>>>>
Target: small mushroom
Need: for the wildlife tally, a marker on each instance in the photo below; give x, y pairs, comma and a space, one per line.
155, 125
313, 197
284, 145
<<<<
>>>>
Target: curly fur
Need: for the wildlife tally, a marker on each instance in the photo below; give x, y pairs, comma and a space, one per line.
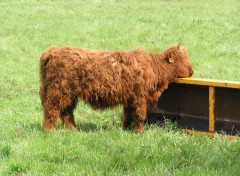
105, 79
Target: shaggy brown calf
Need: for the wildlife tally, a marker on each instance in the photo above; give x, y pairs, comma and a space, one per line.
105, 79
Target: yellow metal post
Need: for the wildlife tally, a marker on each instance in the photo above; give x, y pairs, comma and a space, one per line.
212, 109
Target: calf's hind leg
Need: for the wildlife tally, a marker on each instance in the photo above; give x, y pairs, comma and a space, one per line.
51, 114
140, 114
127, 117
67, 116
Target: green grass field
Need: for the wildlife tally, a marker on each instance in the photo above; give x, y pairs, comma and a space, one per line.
<<<<
Filter the entries down to the lines with the word "Target" in them, and copy those lines.

THE COMPLETED TASK ->
Target: small mushroom
Target: curly fur
Target: shaggy brown calf
Target: yellow metal post
Target: calf's hind leg
Target: green grass field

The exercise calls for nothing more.